- Work instructions: In the data below, how many lines include the string "field"? Give only the number.
Top of Records to use
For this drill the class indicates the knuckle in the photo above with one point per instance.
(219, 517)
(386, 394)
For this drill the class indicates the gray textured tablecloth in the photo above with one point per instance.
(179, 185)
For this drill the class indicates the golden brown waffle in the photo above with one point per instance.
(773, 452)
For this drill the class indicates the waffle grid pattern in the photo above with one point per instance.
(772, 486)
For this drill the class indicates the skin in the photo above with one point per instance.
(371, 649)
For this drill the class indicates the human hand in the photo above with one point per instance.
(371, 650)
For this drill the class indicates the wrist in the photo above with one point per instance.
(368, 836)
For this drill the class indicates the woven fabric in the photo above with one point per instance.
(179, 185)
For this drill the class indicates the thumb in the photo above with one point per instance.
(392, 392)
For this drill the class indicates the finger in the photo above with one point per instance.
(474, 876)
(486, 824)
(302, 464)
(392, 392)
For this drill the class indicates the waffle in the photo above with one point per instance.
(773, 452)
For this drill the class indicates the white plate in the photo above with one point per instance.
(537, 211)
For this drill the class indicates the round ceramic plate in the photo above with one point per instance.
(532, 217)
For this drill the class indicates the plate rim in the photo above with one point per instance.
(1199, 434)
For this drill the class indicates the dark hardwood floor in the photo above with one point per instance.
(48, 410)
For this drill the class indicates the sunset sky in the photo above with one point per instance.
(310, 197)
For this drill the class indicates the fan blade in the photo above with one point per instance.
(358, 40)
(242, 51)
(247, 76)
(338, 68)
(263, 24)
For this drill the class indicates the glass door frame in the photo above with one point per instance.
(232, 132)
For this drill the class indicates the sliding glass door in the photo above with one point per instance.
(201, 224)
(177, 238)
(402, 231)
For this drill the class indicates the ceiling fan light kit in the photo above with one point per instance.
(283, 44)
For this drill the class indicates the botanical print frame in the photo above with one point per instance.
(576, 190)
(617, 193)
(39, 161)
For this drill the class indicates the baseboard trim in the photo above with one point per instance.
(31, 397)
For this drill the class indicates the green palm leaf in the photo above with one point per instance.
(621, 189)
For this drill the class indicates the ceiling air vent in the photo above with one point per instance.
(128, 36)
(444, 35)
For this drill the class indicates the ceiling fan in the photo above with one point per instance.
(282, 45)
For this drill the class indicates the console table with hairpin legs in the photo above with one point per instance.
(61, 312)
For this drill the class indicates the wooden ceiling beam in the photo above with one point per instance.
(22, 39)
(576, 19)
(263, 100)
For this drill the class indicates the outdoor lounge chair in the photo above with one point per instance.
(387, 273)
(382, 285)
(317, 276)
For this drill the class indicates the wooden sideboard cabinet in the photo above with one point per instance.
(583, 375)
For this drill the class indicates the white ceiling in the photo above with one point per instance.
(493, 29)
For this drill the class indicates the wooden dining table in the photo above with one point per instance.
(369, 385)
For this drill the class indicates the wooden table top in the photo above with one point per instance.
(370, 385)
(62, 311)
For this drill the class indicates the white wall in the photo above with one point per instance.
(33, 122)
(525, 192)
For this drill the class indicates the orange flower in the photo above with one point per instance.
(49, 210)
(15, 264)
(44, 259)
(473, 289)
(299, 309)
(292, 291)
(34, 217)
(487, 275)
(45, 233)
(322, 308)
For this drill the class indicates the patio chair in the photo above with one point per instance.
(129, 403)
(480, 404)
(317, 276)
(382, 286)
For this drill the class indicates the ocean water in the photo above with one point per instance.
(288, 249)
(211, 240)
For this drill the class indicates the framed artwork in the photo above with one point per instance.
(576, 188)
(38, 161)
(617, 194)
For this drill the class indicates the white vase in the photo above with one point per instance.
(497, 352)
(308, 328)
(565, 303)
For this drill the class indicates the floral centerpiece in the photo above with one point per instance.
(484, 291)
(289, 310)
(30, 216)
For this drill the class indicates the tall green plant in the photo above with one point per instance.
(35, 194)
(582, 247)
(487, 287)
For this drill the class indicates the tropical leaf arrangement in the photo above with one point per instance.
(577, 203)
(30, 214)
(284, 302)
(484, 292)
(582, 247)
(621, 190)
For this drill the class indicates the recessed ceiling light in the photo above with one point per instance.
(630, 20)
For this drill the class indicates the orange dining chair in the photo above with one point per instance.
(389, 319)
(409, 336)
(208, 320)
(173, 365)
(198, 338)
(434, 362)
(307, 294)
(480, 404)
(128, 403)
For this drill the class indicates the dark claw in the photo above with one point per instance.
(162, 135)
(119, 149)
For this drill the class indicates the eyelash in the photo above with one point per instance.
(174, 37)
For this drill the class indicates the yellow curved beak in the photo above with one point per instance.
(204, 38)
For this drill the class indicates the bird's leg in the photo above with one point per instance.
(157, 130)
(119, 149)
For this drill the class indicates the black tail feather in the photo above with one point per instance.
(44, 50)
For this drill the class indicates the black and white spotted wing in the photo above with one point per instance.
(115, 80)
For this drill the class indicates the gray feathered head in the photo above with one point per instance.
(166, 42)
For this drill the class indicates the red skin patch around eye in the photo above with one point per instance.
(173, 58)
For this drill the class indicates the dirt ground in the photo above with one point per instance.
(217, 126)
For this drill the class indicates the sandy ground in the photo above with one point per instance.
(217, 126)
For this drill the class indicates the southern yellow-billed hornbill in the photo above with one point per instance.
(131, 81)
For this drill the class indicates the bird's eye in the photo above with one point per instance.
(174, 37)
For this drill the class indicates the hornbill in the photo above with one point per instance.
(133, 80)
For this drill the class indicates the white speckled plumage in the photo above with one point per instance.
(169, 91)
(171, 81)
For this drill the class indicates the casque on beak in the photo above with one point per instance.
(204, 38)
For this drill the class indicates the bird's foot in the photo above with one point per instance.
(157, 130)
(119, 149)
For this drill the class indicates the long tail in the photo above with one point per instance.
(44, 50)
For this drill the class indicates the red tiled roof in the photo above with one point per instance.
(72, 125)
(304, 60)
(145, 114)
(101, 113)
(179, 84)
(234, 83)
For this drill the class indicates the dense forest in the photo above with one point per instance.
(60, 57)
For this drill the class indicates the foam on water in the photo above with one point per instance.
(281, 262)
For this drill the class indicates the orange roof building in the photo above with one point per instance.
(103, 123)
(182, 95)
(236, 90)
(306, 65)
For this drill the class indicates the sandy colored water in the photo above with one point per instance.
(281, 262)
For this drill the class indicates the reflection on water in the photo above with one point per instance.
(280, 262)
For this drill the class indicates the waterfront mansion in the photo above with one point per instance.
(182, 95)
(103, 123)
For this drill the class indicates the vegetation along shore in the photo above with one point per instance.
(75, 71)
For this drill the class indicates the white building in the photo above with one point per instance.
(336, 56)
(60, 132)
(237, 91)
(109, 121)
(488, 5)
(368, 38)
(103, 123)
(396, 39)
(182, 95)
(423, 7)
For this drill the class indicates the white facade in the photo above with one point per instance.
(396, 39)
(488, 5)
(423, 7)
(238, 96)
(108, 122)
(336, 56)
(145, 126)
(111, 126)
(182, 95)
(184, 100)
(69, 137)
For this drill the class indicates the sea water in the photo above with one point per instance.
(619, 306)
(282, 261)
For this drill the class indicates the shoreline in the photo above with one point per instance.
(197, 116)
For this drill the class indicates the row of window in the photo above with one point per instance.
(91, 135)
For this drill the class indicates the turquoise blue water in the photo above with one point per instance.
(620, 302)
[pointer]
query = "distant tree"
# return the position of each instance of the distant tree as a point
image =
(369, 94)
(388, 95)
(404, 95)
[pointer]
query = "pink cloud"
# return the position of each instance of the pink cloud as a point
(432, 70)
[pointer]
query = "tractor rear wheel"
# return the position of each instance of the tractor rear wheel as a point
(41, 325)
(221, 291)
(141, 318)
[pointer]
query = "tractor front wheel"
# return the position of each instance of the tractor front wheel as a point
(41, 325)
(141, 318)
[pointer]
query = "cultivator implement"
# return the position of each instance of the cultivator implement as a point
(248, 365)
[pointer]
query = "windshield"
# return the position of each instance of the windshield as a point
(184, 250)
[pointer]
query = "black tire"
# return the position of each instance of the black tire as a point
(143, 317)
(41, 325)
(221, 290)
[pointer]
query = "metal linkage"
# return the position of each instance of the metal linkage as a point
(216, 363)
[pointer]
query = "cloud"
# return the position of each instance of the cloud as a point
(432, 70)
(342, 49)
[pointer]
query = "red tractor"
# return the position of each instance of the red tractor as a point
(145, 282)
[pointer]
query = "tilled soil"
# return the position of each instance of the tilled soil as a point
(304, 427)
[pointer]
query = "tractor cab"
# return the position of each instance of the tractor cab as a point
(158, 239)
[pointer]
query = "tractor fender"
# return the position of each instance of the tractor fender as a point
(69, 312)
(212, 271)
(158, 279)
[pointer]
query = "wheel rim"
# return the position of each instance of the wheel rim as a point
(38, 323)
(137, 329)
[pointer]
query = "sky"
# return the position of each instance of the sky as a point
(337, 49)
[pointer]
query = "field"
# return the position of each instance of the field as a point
Bottom of Records to use
- Response: 2